Can you change every "Tag" in the items below to "Mark" and give them back with nothing else altered?

_____

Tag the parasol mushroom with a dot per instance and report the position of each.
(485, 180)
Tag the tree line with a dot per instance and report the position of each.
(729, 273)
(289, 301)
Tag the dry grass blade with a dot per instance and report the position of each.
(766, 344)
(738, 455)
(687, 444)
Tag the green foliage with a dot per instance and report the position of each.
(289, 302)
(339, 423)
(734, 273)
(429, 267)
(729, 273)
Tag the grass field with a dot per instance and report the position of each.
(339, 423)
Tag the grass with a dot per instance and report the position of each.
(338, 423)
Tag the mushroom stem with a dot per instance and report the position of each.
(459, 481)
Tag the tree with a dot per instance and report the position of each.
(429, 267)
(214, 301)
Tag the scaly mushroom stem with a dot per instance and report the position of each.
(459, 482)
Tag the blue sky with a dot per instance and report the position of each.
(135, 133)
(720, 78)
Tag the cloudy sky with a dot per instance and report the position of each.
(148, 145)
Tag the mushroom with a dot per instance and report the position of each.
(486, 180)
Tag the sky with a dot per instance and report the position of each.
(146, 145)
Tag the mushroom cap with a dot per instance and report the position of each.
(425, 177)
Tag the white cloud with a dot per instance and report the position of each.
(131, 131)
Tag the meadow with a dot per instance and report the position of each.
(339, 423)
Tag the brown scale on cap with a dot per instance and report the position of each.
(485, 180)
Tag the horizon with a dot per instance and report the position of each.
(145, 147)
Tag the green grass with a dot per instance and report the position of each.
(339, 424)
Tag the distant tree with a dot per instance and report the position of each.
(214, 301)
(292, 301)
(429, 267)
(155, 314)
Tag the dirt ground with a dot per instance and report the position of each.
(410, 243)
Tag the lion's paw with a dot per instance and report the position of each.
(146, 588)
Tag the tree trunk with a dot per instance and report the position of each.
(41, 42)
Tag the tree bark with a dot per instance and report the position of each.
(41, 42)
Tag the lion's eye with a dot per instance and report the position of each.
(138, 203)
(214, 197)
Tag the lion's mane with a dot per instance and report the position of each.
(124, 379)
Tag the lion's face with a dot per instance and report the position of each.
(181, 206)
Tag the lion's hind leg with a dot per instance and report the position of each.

_____

- [FINISHED ANSWER]:
Mark the parasol mushroom with a dot per instance and report the position of each.
(485, 180)
Mark the tree line with a dot per instance and report the position of each.
(729, 273)
(289, 301)
Mark the dry grass blade with a dot per instance and report the position of each.
(766, 344)
(738, 455)
(687, 444)
Mark the green foliage with a dot per instance and report the position of each.
(289, 302)
(339, 423)
(734, 273)
(429, 267)
(729, 273)
Mark the grass field with a dot per instance and report the position of each.
(339, 423)
Mark the grass with a dot per instance and report the position of each.
(338, 423)
Mark the mushroom stem with a dot per instance and report the position of each.
(459, 481)
Mark the tree with a dot per instance and report the position of each.
(429, 267)
(214, 301)
Mark the scaly mushroom stem with a dot per instance and report the position of each.
(459, 482)
Mark the blue sky with a dot per instance and report the position of each.
(135, 133)
(720, 78)
Mark the cloudy sky with a dot per instance and report the position of each.
(148, 145)
Mark the mushroom with a dot per instance and report the position of each.
(486, 180)
Mark the sky with a dot per instance and report the position of each.
(146, 145)
Mark the mushroom cap with a dot per instance and report the position of each.
(425, 177)
Mark the white cloud with a dot per instance and report the position of each.
(131, 131)
Mark the meadow with a dot per instance and report the position of each.
(339, 423)
Mark the brown scale on cap with a dot per instance and report the position of each.
(485, 180)
Mark the horizon with a dot per instance and report the position of each.
(145, 147)
Mark the green grass with a dot per instance and report the position of each.
(339, 424)
Mark the distant tree with a dot per instance and report the position of each.
(214, 301)
(292, 301)
(429, 267)
(155, 314)
Mark the dirt ground with a dot per instance and report the position of each.
(410, 243)
Mark the lion's paw with a dot per instance and report the position of each.
(146, 588)
Mark the tree trunk with a dot per instance and report the position of each.
(41, 42)
Mark the tree bark with a dot per instance and report the position of each.
(41, 42)
Mark the lion's eye with a dot per instance and report the position of each.
(138, 203)
(214, 197)
Mark the lion's mane with a dot per instance and report the position of each.
(124, 379)
Mark the lion's face with a dot per instance and report the position of each.
(181, 206)
Mark the lion's hind leg with a dot per instance and report the position of each.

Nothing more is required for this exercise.